### EXERCISE INPUTS
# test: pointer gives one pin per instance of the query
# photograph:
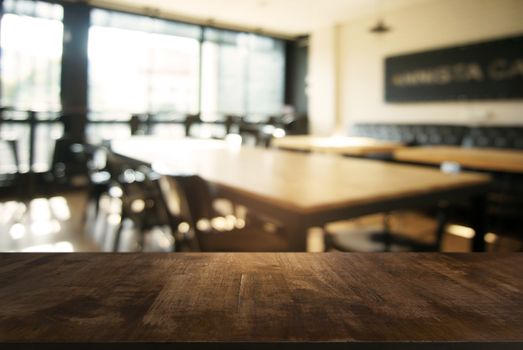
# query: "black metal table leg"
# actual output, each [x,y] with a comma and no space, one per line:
[479,222]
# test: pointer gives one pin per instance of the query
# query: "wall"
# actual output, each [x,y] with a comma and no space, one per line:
[422,26]
[322,80]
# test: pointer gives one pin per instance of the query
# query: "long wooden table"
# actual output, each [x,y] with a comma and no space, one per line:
[354,146]
[306,190]
[488,159]
[261,301]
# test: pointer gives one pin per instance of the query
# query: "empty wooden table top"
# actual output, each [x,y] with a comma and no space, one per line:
[293,298]
[355,146]
[488,159]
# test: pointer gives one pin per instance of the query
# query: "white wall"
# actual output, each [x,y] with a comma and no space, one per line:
[322,80]
[423,26]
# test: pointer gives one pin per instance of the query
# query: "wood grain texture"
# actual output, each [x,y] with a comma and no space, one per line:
[302,182]
[488,159]
[271,297]
[355,146]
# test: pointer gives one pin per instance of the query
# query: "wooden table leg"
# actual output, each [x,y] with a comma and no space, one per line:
[297,232]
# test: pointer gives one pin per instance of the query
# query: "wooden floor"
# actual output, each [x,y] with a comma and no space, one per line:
[65,223]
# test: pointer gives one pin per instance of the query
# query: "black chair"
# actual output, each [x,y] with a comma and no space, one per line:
[135,185]
[189,200]
[383,239]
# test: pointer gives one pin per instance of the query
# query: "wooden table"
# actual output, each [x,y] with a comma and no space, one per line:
[306,190]
[488,159]
[261,301]
[354,146]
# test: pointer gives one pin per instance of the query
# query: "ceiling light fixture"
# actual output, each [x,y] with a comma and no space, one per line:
[380,27]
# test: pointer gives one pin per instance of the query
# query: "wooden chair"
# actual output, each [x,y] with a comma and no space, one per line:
[135,185]
[189,200]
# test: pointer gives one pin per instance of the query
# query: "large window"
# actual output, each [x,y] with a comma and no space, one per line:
[31,40]
[31,43]
[242,74]
[139,64]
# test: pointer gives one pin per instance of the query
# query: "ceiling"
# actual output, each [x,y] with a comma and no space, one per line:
[283,17]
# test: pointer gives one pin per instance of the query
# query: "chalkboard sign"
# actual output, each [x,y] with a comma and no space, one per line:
[482,71]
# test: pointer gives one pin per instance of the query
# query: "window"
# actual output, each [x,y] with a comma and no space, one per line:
[242,74]
[31,43]
[139,64]
[31,39]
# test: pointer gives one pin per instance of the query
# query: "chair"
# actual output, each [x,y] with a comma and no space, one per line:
[189,200]
[135,185]
[381,238]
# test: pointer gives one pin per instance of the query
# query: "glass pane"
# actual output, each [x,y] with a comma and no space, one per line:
[242,74]
[31,62]
[265,83]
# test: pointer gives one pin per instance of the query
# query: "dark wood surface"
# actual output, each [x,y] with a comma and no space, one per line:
[293,298]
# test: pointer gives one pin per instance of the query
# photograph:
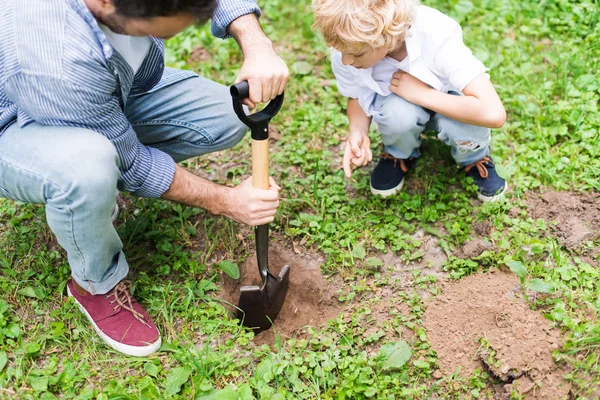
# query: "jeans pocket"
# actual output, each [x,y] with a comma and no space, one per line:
[6,194]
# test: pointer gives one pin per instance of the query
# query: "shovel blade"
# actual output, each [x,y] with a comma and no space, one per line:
[258,307]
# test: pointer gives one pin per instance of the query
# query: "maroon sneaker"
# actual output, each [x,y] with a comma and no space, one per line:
[119,319]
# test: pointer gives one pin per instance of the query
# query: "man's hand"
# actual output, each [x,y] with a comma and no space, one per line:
[243,203]
[409,88]
[357,152]
[266,73]
[252,206]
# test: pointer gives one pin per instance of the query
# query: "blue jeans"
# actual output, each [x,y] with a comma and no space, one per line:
[400,124]
[75,171]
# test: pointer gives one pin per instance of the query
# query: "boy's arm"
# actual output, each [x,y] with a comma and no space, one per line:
[480,104]
[358,145]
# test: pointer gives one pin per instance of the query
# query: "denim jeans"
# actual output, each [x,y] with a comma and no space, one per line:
[75,171]
[400,124]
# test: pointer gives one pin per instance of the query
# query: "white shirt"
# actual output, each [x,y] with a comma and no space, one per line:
[133,49]
[436,55]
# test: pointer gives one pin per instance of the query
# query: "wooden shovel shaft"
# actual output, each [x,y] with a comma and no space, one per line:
[260,163]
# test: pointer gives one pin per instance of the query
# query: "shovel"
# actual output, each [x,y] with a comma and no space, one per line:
[259,306]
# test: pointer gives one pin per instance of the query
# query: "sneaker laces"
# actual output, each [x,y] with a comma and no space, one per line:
[125,300]
[480,165]
[387,156]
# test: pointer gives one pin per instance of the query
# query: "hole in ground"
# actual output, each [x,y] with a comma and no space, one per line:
[310,301]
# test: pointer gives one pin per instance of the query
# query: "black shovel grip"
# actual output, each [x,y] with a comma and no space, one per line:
[257,122]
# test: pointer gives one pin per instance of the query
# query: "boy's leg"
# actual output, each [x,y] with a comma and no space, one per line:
[186,118]
[400,124]
[75,172]
[471,149]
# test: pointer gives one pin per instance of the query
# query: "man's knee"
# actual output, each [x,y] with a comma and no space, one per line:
[463,136]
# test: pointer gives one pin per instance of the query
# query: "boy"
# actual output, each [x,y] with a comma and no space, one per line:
[405,66]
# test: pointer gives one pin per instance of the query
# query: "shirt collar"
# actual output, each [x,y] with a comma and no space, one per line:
[81,9]
[413,45]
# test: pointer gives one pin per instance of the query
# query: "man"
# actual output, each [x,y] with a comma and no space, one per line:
[87,108]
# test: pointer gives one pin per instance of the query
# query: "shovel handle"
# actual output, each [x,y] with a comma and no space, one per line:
[260,164]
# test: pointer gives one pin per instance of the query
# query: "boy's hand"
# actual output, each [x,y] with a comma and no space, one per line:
[409,88]
[357,152]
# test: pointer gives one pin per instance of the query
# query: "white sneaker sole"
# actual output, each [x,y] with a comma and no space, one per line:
[496,197]
[387,192]
[136,351]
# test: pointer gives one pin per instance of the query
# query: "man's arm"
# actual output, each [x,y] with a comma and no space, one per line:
[480,104]
[243,203]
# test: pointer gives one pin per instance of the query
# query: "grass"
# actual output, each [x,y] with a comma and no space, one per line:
[544,57]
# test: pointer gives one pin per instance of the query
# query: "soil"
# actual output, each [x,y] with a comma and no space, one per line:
[311,299]
[483,322]
[574,218]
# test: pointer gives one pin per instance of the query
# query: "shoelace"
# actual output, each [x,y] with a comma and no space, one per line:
[480,167]
[124,300]
[397,161]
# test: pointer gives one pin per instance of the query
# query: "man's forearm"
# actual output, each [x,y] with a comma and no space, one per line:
[194,191]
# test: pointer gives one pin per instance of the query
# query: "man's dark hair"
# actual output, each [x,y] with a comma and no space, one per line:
[201,9]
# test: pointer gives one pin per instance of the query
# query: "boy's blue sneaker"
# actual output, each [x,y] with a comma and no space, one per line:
[388,176]
[491,186]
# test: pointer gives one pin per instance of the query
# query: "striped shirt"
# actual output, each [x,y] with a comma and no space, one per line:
[58,68]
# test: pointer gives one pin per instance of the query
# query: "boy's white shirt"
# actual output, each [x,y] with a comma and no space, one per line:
[436,55]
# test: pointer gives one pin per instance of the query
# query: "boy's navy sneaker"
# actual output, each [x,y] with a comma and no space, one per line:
[491,186]
[388,176]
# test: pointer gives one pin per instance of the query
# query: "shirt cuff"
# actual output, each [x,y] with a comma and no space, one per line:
[228,11]
[160,176]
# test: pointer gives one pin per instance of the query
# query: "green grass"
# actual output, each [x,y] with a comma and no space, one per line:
[544,58]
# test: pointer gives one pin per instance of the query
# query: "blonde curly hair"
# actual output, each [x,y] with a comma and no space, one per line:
[351,25]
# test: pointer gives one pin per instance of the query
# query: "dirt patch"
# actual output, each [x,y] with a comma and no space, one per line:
[573,218]
[311,299]
[483,322]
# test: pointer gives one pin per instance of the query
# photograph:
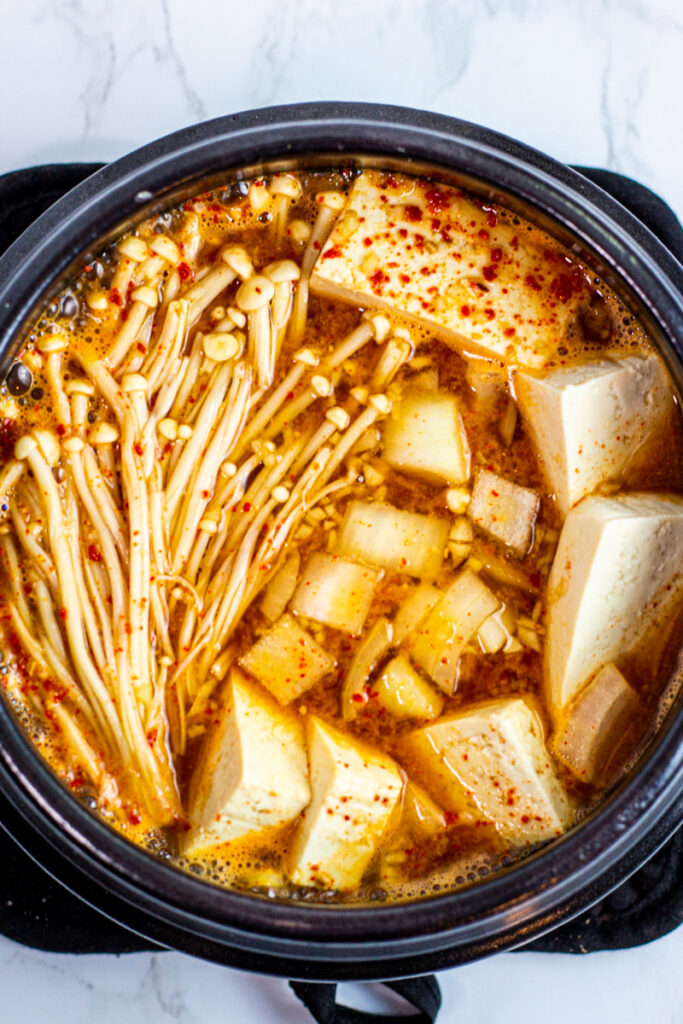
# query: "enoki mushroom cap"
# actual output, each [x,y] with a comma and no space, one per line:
[103,433]
[254,293]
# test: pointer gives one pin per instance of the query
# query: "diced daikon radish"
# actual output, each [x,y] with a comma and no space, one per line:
[504,510]
[354,793]
[393,539]
[437,643]
[252,773]
[287,659]
[424,436]
[369,653]
[414,609]
[492,761]
[404,693]
[597,726]
[279,592]
[335,591]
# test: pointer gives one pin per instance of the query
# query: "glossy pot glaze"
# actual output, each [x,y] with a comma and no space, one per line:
[178,909]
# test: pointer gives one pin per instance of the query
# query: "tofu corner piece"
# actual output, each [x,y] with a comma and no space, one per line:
[617,572]
[287,660]
[354,792]
[504,510]
[588,422]
[441,260]
[252,774]
[492,761]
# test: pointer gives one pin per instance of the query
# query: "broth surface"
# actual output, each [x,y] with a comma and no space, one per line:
[134,581]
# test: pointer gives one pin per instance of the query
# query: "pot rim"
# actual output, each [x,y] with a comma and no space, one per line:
[523,899]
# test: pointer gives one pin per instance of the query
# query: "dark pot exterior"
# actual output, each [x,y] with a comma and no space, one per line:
[178,909]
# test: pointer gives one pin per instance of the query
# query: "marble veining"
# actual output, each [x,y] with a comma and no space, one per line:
[594,82]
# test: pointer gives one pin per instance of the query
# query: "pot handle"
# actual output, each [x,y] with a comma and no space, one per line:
[423,993]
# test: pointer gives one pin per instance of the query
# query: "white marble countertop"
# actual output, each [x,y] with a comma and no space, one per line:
[596,82]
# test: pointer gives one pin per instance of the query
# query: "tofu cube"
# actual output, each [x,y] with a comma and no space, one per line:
[492,761]
[617,571]
[504,510]
[335,591]
[588,422]
[393,539]
[452,264]
[252,774]
[424,436]
[354,793]
[404,693]
[598,727]
[287,660]
[438,641]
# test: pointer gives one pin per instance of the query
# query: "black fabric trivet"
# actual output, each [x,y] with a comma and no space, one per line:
[39,912]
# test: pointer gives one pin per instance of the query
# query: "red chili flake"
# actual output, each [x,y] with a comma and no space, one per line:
[94,553]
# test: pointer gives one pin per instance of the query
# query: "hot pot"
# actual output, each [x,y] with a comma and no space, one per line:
[327,942]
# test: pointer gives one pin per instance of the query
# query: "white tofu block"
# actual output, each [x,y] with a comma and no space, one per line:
[492,761]
[252,774]
[597,727]
[354,793]
[438,641]
[442,260]
[393,539]
[424,436]
[504,510]
[336,592]
[588,422]
[617,570]
[287,660]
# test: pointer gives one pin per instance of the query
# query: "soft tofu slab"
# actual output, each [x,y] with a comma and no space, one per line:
[492,759]
[354,793]
[253,773]
[424,436]
[287,660]
[393,539]
[588,422]
[335,591]
[505,510]
[598,726]
[440,259]
[616,572]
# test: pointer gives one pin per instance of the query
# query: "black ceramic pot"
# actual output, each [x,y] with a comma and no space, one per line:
[180,910]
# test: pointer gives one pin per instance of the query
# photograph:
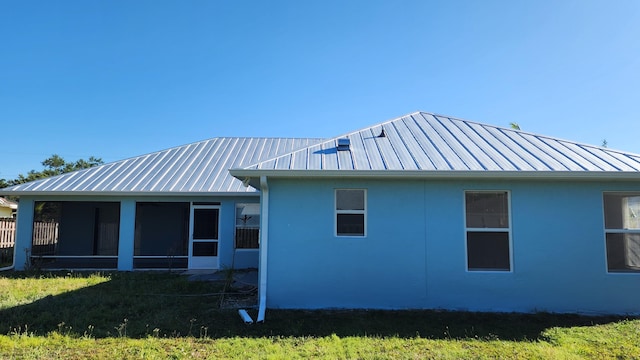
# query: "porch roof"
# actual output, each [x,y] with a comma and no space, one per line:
[197,168]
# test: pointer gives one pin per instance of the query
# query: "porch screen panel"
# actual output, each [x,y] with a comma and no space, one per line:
[76,234]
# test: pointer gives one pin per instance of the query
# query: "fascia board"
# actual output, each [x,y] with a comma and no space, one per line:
[126,194]
[243,174]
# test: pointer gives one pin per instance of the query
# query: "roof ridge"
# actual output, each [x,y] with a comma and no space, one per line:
[425,115]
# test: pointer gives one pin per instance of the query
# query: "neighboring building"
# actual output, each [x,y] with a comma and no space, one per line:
[424,211]
[8,208]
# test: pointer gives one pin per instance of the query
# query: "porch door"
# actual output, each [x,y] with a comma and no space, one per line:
[203,239]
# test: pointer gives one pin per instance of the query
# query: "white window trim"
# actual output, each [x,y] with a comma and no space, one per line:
[336,212]
[235,227]
[508,230]
[606,231]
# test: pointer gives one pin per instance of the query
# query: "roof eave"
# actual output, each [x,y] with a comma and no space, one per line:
[248,174]
[127,194]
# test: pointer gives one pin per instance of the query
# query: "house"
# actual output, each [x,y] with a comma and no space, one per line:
[7,208]
[420,212]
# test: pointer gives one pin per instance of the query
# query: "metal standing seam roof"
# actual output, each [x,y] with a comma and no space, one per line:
[424,142]
[200,167]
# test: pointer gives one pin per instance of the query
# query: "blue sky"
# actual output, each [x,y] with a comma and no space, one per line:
[115,79]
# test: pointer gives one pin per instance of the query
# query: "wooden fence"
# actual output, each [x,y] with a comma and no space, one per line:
[44,233]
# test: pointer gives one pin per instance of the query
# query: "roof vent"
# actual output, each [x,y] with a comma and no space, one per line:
[344,144]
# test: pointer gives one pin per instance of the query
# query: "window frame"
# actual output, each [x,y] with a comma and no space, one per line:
[236,227]
[336,212]
[606,230]
[508,230]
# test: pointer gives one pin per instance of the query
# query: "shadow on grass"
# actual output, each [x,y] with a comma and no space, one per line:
[168,305]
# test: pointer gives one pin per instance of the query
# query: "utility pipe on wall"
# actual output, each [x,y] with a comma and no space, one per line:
[264,236]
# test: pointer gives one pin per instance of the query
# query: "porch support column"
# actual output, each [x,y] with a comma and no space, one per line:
[24,234]
[127,234]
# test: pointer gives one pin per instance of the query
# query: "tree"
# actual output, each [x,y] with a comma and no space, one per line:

### AIM
Please pick out every line of the items above that contains the word "chair", and copy each of those lines in full.

### REPLY TO THE EXERCISE
# query: "black chair"
# query: "wooden chair"
# query: "chair"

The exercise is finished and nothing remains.